* _Quoted passage_:
# Assignment 3 - Vectorizers
## Apply of Glove & Word2Vec Embeddings on dataset

### Import the necessary libraries

In [1]:
import sys
import numpy as np
import pandas as pd
import matplotlib.pyplot as plt

from sklearn.ensemble import ExtraTreesClassifier, RandomForestClassifier
from gensim.models import KeyedVectors

### Download the data
Dataset: 
https://raw.githubusercontent.com/subashgandyer/datasets/main/deepnlp_classification_data.zip

### Load the train and test data

In [2]:
train = pd.read_csv('deepnlp_classification_data/r8-train-all-terms.txt', header=None, sep='\t')
test = pd.read_csv('deepnlp_classification_data/r8-test-all-terms.txt', header=None, sep='\t')
train.columns = ['label', 'content']
test.columns = ['label', 'content']

# 1. Glove Vectorizer

### Create a GloveVectorizer Class
- __init__
- transform
- fit_transform

In [3]:
class GloveVectorizer:
  def __init__(self):
    # load in pre-trained word vectors
    print('Loading word vectors from Glove...')
    word2vec = {}
    embedding = []
    idx2word = []
    with open('glove.6B.50d.txt') as f:
      # is just a space-separated text file in the format:
      # word vec[0] vec[1] vec[2] ...
      for line in f:
        values = line.split()
        word = values[0]
        vec = np.asarray(values[1:], dtype='float32')
        word2vec[word] = vec
        embedding.append(vec)
        idx2word.append(word)
    print('Found %s word vectors.' % len(word2vec))

    # save for later
    self.word2vec = word2vec
    self.embedding = np.array(embedding)
    self.word2idx = {v:k for k,v in enumerate(idx2word)}
    self.V, self.D = self.embedding.shape

  def fit(self, data):
    pass

  def transform(self, data):
    X = np.zeros((len(data), self.D))
    n = 0
    emptycount = 0
    for sentence in data:
      tokens = sentence.lower().split()
      vecs = []
      for word in tokens:
        if word in self.word2vec:
          vec = self.word2vec[word]
          vecs.append(vec)
      if len(vecs) > 0:
        vecs = np.array(vecs)
        X[n] = vecs.mean(axis=0)
      else:
        emptycount += 1
      n += 1
    print("Numer of samples with no words found: %s / %s" % (emptycount, len(data)))
    return X

  def fit_transform(self, data):
    self.fit(data)
    return self.transform(data)

### Create a Glove Vectorizer object

In [4]:
vectorizer = GloveVectorizer()

Loading word vectors from Glove...
Found 400000 word vectors.

* _What to do_:
Rewrite the assignment from "word = values[0]" to "vectors.' % len(word2vec))", changing "word2vec" to "word_vectors".

* _Extracted material_:

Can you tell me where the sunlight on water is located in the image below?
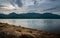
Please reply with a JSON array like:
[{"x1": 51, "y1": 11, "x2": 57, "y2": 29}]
[{"x1": 0, "y1": 19, "x2": 60, "y2": 33}]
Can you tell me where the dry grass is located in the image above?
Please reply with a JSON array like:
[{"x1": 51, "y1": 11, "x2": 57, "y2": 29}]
[{"x1": 0, "y1": 23, "x2": 60, "y2": 38}]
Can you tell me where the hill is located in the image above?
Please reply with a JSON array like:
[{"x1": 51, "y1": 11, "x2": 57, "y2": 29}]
[
  {"x1": 0, "y1": 23, "x2": 60, "y2": 38},
  {"x1": 0, "y1": 12, "x2": 60, "y2": 19}
]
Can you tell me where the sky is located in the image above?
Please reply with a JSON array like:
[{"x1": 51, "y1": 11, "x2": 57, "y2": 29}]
[{"x1": 0, "y1": 0, "x2": 60, "y2": 14}]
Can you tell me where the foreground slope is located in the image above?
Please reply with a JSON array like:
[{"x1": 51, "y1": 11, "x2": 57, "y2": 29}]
[{"x1": 0, "y1": 23, "x2": 60, "y2": 38}]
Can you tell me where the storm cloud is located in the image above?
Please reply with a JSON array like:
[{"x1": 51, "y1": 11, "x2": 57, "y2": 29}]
[{"x1": 0, "y1": 0, "x2": 60, "y2": 14}]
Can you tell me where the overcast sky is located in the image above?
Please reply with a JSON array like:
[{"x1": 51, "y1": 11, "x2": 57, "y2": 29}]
[{"x1": 0, "y1": 0, "x2": 60, "y2": 14}]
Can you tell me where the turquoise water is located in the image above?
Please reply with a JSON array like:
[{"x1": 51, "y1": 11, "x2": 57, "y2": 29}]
[{"x1": 0, "y1": 19, "x2": 60, "y2": 33}]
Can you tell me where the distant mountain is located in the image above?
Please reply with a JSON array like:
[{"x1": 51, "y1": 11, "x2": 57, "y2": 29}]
[{"x1": 0, "y1": 12, "x2": 60, "y2": 19}]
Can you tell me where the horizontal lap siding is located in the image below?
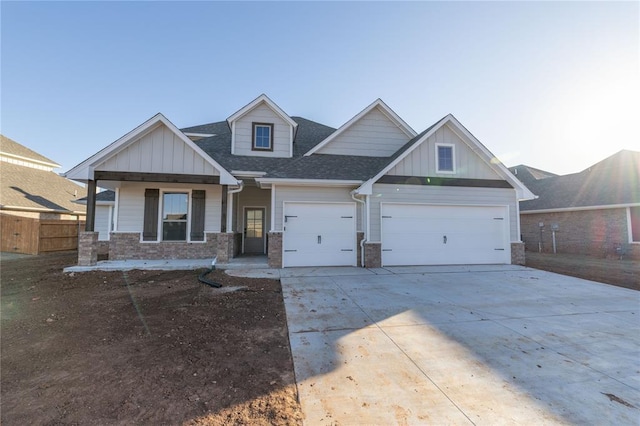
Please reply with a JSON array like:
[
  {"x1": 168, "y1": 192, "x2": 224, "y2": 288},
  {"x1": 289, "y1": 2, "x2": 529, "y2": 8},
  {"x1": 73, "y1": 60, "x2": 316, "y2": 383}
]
[
  {"x1": 96, "y1": 125, "x2": 220, "y2": 176},
  {"x1": 234, "y1": 104, "x2": 291, "y2": 158},
  {"x1": 318, "y1": 108, "x2": 410, "y2": 157},
  {"x1": 368, "y1": 184, "x2": 520, "y2": 242},
  {"x1": 116, "y1": 182, "x2": 222, "y2": 232},
  {"x1": 272, "y1": 186, "x2": 362, "y2": 231},
  {"x1": 387, "y1": 125, "x2": 502, "y2": 179}
]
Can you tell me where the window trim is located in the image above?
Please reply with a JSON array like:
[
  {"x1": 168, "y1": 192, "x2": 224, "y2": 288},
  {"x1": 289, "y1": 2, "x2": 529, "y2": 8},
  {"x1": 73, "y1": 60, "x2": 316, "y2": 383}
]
[
  {"x1": 158, "y1": 189, "x2": 191, "y2": 243},
  {"x1": 435, "y1": 143, "x2": 456, "y2": 174},
  {"x1": 251, "y1": 122, "x2": 273, "y2": 151}
]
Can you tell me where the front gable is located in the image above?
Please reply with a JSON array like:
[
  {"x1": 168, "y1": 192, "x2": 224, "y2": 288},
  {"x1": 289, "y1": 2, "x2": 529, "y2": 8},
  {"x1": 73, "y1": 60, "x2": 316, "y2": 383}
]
[
  {"x1": 305, "y1": 99, "x2": 416, "y2": 157},
  {"x1": 65, "y1": 114, "x2": 237, "y2": 185},
  {"x1": 227, "y1": 95, "x2": 298, "y2": 158},
  {"x1": 386, "y1": 124, "x2": 503, "y2": 179}
]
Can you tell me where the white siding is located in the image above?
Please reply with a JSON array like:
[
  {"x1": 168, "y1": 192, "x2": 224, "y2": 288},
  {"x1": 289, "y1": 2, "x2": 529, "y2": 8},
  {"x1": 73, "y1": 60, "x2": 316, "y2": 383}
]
[
  {"x1": 93, "y1": 205, "x2": 112, "y2": 241},
  {"x1": 387, "y1": 125, "x2": 502, "y2": 179},
  {"x1": 116, "y1": 182, "x2": 222, "y2": 232},
  {"x1": 274, "y1": 185, "x2": 362, "y2": 231},
  {"x1": 233, "y1": 103, "x2": 292, "y2": 158},
  {"x1": 369, "y1": 184, "x2": 520, "y2": 241},
  {"x1": 317, "y1": 108, "x2": 410, "y2": 157},
  {"x1": 96, "y1": 124, "x2": 220, "y2": 176}
]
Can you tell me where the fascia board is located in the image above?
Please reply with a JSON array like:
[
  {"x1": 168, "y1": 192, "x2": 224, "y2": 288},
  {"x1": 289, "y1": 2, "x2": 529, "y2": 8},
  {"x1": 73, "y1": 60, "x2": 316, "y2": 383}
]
[
  {"x1": 0, "y1": 152, "x2": 60, "y2": 169},
  {"x1": 520, "y1": 203, "x2": 640, "y2": 214},
  {"x1": 357, "y1": 114, "x2": 450, "y2": 195},
  {"x1": 304, "y1": 98, "x2": 417, "y2": 157},
  {"x1": 256, "y1": 178, "x2": 362, "y2": 186}
]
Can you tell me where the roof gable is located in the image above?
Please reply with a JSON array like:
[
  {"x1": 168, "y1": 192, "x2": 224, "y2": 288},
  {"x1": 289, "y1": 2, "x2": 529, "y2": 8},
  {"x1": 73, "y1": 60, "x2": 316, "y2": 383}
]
[
  {"x1": 65, "y1": 113, "x2": 237, "y2": 185},
  {"x1": 227, "y1": 93, "x2": 298, "y2": 129},
  {"x1": 358, "y1": 114, "x2": 534, "y2": 200},
  {"x1": 305, "y1": 99, "x2": 416, "y2": 157}
]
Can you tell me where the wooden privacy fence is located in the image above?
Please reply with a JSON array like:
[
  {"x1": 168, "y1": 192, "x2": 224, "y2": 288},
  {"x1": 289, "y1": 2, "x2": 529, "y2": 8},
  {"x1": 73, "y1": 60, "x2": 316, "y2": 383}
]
[{"x1": 0, "y1": 215, "x2": 84, "y2": 254}]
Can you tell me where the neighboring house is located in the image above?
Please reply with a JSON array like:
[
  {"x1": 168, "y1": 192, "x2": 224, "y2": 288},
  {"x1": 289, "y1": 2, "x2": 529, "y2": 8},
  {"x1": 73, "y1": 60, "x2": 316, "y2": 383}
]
[
  {"x1": 510, "y1": 150, "x2": 640, "y2": 259},
  {"x1": 0, "y1": 135, "x2": 87, "y2": 220},
  {"x1": 66, "y1": 95, "x2": 533, "y2": 267}
]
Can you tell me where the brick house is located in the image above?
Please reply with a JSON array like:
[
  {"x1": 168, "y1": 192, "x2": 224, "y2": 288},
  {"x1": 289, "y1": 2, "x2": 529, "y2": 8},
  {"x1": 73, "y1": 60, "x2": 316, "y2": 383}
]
[
  {"x1": 66, "y1": 95, "x2": 533, "y2": 268},
  {"x1": 510, "y1": 150, "x2": 640, "y2": 259}
]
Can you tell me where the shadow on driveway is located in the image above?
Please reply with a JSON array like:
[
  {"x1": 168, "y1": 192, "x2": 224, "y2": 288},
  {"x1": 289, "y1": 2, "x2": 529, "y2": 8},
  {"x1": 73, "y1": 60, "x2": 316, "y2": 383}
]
[{"x1": 281, "y1": 265, "x2": 640, "y2": 424}]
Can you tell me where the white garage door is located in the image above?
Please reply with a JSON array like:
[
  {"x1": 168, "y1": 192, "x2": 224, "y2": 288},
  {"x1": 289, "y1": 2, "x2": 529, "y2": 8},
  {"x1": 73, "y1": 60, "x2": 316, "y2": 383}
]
[
  {"x1": 381, "y1": 204, "x2": 511, "y2": 266},
  {"x1": 282, "y1": 203, "x2": 356, "y2": 267}
]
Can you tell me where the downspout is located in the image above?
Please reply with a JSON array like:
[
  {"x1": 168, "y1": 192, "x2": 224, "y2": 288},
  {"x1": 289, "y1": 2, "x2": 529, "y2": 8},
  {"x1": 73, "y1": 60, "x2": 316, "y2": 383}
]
[
  {"x1": 227, "y1": 180, "x2": 244, "y2": 236},
  {"x1": 350, "y1": 189, "x2": 369, "y2": 268}
]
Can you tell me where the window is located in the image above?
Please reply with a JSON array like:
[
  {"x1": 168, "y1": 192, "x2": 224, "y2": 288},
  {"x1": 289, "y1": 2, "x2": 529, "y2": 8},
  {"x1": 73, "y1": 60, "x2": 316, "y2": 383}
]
[
  {"x1": 629, "y1": 207, "x2": 640, "y2": 243},
  {"x1": 253, "y1": 123, "x2": 273, "y2": 151},
  {"x1": 162, "y1": 192, "x2": 189, "y2": 241},
  {"x1": 436, "y1": 144, "x2": 456, "y2": 173}
]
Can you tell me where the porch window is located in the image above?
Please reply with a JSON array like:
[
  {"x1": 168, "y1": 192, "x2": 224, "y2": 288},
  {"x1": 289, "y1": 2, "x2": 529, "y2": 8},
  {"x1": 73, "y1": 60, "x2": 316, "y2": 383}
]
[{"x1": 162, "y1": 192, "x2": 189, "y2": 241}]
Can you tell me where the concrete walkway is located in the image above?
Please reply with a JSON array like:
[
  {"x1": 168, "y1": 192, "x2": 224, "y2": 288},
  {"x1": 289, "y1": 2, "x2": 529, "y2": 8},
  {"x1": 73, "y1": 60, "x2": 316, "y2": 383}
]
[{"x1": 281, "y1": 266, "x2": 640, "y2": 425}]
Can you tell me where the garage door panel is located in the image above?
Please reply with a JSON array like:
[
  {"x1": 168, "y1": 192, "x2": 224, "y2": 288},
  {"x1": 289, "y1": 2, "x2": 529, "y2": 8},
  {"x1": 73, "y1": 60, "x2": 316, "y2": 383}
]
[
  {"x1": 283, "y1": 203, "x2": 355, "y2": 267},
  {"x1": 382, "y1": 204, "x2": 510, "y2": 265}
]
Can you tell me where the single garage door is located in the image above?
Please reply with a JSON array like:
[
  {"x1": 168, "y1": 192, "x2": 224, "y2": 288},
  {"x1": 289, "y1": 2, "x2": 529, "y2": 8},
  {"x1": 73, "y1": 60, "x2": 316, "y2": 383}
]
[
  {"x1": 282, "y1": 202, "x2": 356, "y2": 267},
  {"x1": 381, "y1": 204, "x2": 511, "y2": 266}
]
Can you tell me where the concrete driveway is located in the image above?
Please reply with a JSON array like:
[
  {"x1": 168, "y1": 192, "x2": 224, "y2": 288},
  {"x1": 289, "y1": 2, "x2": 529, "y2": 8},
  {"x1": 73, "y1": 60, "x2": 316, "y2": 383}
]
[{"x1": 281, "y1": 266, "x2": 640, "y2": 425}]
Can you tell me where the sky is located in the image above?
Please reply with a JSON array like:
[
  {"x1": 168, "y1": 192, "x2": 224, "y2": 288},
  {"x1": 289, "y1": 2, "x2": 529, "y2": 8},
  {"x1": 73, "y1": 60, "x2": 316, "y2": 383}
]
[{"x1": 0, "y1": 1, "x2": 640, "y2": 174}]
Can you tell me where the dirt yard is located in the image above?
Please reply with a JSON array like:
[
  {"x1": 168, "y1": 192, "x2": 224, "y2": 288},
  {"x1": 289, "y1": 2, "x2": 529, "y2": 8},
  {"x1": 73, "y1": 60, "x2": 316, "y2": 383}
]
[
  {"x1": 0, "y1": 253, "x2": 302, "y2": 425},
  {"x1": 526, "y1": 252, "x2": 640, "y2": 290}
]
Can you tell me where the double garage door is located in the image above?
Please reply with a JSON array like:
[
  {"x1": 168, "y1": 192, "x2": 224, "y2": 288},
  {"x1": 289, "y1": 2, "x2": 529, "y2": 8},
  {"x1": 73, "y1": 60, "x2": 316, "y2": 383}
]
[
  {"x1": 381, "y1": 203, "x2": 511, "y2": 266},
  {"x1": 282, "y1": 202, "x2": 357, "y2": 267}
]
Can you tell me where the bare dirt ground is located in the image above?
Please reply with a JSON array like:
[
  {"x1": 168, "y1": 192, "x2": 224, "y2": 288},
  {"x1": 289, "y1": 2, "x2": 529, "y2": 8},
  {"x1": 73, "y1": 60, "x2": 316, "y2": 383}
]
[
  {"x1": 0, "y1": 253, "x2": 302, "y2": 425},
  {"x1": 526, "y1": 252, "x2": 640, "y2": 290}
]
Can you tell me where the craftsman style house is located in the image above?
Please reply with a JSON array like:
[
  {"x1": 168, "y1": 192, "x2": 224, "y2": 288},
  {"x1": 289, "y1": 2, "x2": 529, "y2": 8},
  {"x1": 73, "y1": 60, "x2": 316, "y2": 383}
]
[{"x1": 66, "y1": 95, "x2": 533, "y2": 267}]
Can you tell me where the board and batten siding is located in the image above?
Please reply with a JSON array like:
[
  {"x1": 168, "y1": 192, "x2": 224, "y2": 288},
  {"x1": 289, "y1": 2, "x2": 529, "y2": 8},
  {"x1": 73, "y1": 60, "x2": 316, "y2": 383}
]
[
  {"x1": 387, "y1": 125, "x2": 502, "y2": 179},
  {"x1": 232, "y1": 103, "x2": 292, "y2": 158},
  {"x1": 272, "y1": 185, "x2": 362, "y2": 232},
  {"x1": 114, "y1": 182, "x2": 222, "y2": 232},
  {"x1": 317, "y1": 108, "x2": 410, "y2": 157},
  {"x1": 368, "y1": 184, "x2": 520, "y2": 242},
  {"x1": 95, "y1": 124, "x2": 220, "y2": 176}
]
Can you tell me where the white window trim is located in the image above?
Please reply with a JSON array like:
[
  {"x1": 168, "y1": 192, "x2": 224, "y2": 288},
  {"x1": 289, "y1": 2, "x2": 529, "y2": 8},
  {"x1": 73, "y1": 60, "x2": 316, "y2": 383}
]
[
  {"x1": 434, "y1": 143, "x2": 456, "y2": 175},
  {"x1": 251, "y1": 123, "x2": 275, "y2": 151},
  {"x1": 156, "y1": 188, "x2": 191, "y2": 243}
]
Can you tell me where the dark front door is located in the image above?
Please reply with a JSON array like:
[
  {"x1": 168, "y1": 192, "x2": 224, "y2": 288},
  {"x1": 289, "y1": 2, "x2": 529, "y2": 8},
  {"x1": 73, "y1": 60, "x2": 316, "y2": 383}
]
[{"x1": 244, "y1": 207, "x2": 265, "y2": 254}]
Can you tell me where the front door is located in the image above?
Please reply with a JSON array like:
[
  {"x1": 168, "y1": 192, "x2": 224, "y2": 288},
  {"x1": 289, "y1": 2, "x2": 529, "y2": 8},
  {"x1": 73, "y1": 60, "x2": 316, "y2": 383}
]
[{"x1": 244, "y1": 207, "x2": 265, "y2": 254}]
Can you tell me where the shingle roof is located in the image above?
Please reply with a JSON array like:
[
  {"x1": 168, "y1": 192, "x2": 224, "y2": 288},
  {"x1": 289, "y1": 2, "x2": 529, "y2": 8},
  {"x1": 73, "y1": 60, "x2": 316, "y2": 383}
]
[
  {"x1": 509, "y1": 164, "x2": 558, "y2": 186},
  {"x1": 0, "y1": 162, "x2": 87, "y2": 212},
  {"x1": 0, "y1": 135, "x2": 60, "y2": 167},
  {"x1": 520, "y1": 150, "x2": 640, "y2": 211}
]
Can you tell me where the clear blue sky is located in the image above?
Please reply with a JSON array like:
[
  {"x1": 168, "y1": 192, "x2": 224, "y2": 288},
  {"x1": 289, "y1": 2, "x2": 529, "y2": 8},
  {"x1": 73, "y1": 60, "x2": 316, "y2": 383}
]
[{"x1": 0, "y1": 1, "x2": 640, "y2": 174}]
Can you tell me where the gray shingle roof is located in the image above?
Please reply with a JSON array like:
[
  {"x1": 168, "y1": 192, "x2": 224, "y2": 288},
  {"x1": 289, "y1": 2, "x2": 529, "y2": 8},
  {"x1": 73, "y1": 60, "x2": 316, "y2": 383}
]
[
  {"x1": 518, "y1": 150, "x2": 640, "y2": 211},
  {"x1": 0, "y1": 162, "x2": 87, "y2": 212},
  {"x1": 0, "y1": 135, "x2": 60, "y2": 167}
]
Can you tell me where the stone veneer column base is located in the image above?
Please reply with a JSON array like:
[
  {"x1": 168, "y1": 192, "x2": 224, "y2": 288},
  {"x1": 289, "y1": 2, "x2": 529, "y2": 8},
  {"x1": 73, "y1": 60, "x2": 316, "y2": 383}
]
[
  {"x1": 364, "y1": 243, "x2": 382, "y2": 268},
  {"x1": 511, "y1": 243, "x2": 525, "y2": 265},
  {"x1": 78, "y1": 231, "x2": 98, "y2": 266},
  {"x1": 267, "y1": 232, "x2": 282, "y2": 269}
]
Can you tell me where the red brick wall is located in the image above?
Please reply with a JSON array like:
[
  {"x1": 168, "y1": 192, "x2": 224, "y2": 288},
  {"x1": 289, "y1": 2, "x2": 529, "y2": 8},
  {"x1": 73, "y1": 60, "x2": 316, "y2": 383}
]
[{"x1": 520, "y1": 208, "x2": 640, "y2": 259}]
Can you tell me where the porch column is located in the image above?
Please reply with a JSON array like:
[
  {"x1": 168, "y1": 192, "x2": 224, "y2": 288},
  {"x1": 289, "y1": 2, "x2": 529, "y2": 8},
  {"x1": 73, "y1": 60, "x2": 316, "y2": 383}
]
[
  {"x1": 220, "y1": 185, "x2": 229, "y2": 233},
  {"x1": 84, "y1": 180, "x2": 96, "y2": 232}
]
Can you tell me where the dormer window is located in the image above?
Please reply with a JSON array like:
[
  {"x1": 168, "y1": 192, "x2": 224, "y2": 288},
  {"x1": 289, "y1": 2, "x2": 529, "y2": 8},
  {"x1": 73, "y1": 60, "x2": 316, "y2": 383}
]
[
  {"x1": 252, "y1": 123, "x2": 273, "y2": 151},
  {"x1": 436, "y1": 143, "x2": 456, "y2": 173}
]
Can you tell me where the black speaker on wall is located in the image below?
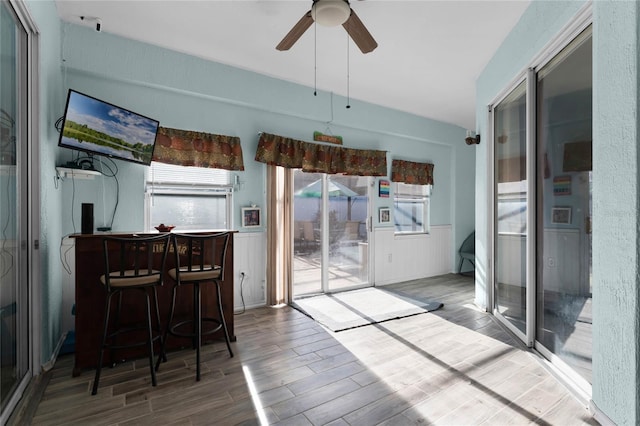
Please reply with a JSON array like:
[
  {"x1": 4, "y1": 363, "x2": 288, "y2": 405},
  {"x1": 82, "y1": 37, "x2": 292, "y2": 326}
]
[{"x1": 82, "y1": 203, "x2": 93, "y2": 234}]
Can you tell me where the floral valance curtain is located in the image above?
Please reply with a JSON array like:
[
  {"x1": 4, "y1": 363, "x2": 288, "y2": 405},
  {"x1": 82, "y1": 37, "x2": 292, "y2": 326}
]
[
  {"x1": 153, "y1": 127, "x2": 244, "y2": 170},
  {"x1": 256, "y1": 133, "x2": 387, "y2": 176},
  {"x1": 391, "y1": 160, "x2": 433, "y2": 185}
]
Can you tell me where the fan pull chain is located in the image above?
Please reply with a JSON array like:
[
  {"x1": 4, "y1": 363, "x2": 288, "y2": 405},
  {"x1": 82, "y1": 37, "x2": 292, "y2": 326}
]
[
  {"x1": 313, "y1": 22, "x2": 318, "y2": 96},
  {"x1": 346, "y1": 34, "x2": 351, "y2": 109}
]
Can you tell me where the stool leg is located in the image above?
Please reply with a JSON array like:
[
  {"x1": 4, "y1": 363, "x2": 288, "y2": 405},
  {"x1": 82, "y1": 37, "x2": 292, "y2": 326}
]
[
  {"x1": 156, "y1": 284, "x2": 178, "y2": 370},
  {"x1": 215, "y1": 281, "x2": 233, "y2": 358},
  {"x1": 91, "y1": 292, "x2": 113, "y2": 395},
  {"x1": 109, "y1": 290, "x2": 123, "y2": 367},
  {"x1": 140, "y1": 288, "x2": 157, "y2": 386},
  {"x1": 152, "y1": 286, "x2": 167, "y2": 371},
  {"x1": 193, "y1": 282, "x2": 202, "y2": 382}
]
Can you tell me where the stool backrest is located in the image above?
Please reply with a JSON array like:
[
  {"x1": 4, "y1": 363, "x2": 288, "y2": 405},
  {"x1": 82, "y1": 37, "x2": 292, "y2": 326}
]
[
  {"x1": 171, "y1": 232, "x2": 231, "y2": 281},
  {"x1": 102, "y1": 233, "x2": 171, "y2": 288}
]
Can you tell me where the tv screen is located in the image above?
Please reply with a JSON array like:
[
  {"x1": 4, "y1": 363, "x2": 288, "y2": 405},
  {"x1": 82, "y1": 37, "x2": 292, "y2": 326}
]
[{"x1": 58, "y1": 89, "x2": 160, "y2": 165}]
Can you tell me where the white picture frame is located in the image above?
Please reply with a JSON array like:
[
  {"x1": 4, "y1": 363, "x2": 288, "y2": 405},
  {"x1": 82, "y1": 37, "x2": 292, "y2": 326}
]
[
  {"x1": 378, "y1": 207, "x2": 391, "y2": 223},
  {"x1": 242, "y1": 207, "x2": 262, "y2": 228},
  {"x1": 551, "y1": 207, "x2": 571, "y2": 225}
]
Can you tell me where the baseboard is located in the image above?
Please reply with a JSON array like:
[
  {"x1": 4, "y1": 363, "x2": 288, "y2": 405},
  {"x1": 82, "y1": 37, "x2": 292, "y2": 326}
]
[
  {"x1": 42, "y1": 332, "x2": 67, "y2": 371},
  {"x1": 233, "y1": 302, "x2": 267, "y2": 315},
  {"x1": 7, "y1": 371, "x2": 53, "y2": 426}
]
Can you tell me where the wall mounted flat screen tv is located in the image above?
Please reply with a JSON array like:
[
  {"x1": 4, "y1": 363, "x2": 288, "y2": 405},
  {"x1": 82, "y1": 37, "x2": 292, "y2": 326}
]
[{"x1": 58, "y1": 89, "x2": 160, "y2": 165}]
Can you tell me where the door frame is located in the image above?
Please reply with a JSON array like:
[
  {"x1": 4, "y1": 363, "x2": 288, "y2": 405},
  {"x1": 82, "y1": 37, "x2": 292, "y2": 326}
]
[
  {"x1": 0, "y1": 0, "x2": 42, "y2": 424},
  {"x1": 290, "y1": 173, "x2": 375, "y2": 299}
]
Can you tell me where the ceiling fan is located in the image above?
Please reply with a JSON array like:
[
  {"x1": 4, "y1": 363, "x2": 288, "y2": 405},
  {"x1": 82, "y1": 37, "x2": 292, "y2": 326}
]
[{"x1": 276, "y1": 0, "x2": 378, "y2": 53}]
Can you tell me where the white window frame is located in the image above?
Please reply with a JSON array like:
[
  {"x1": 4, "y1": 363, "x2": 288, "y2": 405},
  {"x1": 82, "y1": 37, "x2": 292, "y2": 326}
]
[{"x1": 144, "y1": 161, "x2": 235, "y2": 232}]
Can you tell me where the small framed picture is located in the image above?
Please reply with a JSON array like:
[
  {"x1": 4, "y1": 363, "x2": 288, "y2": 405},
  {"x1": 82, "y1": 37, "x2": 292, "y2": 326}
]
[
  {"x1": 379, "y1": 207, "x2": 391, "y2": 223},
  {"x1": 551, "y1": 207, "x2": 571, "y2": 225},
  {"x1": 242, "y1": 207, "x2": 261, "y2": 228}
]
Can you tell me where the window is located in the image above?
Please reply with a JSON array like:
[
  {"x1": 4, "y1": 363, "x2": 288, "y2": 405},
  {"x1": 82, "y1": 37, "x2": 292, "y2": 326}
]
[
  {"x1": 145, "y1": 162, "x2": 233, "y2": 231},
  {"x1": 393, "y1": 182, "x2": 431, "y2": 234}
]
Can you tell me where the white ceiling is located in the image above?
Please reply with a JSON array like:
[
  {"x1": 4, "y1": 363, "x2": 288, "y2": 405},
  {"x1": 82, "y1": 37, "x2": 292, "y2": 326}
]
[{"x1": 56, "y1": 0, "x2": 529, "y2": 129}]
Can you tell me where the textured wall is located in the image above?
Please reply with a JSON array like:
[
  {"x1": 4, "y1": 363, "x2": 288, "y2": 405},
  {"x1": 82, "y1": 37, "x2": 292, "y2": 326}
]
[
  {"x1": 59, "y1": 24, "x2": 475, "y2": 261},
  {"x1": 476, "y1": 0, "x2": 640, "y2": 425},
  {"x1": 27, "y1": 1, "x2": 64, "y2": 363}
]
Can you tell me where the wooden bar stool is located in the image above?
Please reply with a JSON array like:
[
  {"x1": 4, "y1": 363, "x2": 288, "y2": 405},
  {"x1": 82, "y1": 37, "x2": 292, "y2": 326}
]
[
  {"x1": 91, "y1": 234, "x2": 171, "y2": 395},
  {"x1": 158, "y1": 232, "x2": 233, "y2": 381}
]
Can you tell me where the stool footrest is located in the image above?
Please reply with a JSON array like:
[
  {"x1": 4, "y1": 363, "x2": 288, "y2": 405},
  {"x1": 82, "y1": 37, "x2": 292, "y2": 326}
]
[{"x1": 169, "y1": 318, "x2": 222, "y2": 338}]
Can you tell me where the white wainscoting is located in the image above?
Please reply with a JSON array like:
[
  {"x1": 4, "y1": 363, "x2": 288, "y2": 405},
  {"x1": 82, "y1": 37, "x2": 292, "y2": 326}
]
[
  {"x1": 496, "y1": 228, "x2": 589, "y2": 295},
  {"x1": 233, "y1": 232, "x2": 267, "y2": 311},
  {"x1": 373, "y1": 225, "x2": 453, "y2": 285}
]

* _Task response_:
word = values[0]
        vec = np.asarray(values[1:], dtype='float32')
        word_vectors[word] = vec
        embedding.append(vec)
        idx2word.append(word)
    print('Found %s word vectors.' % len(word_vectors))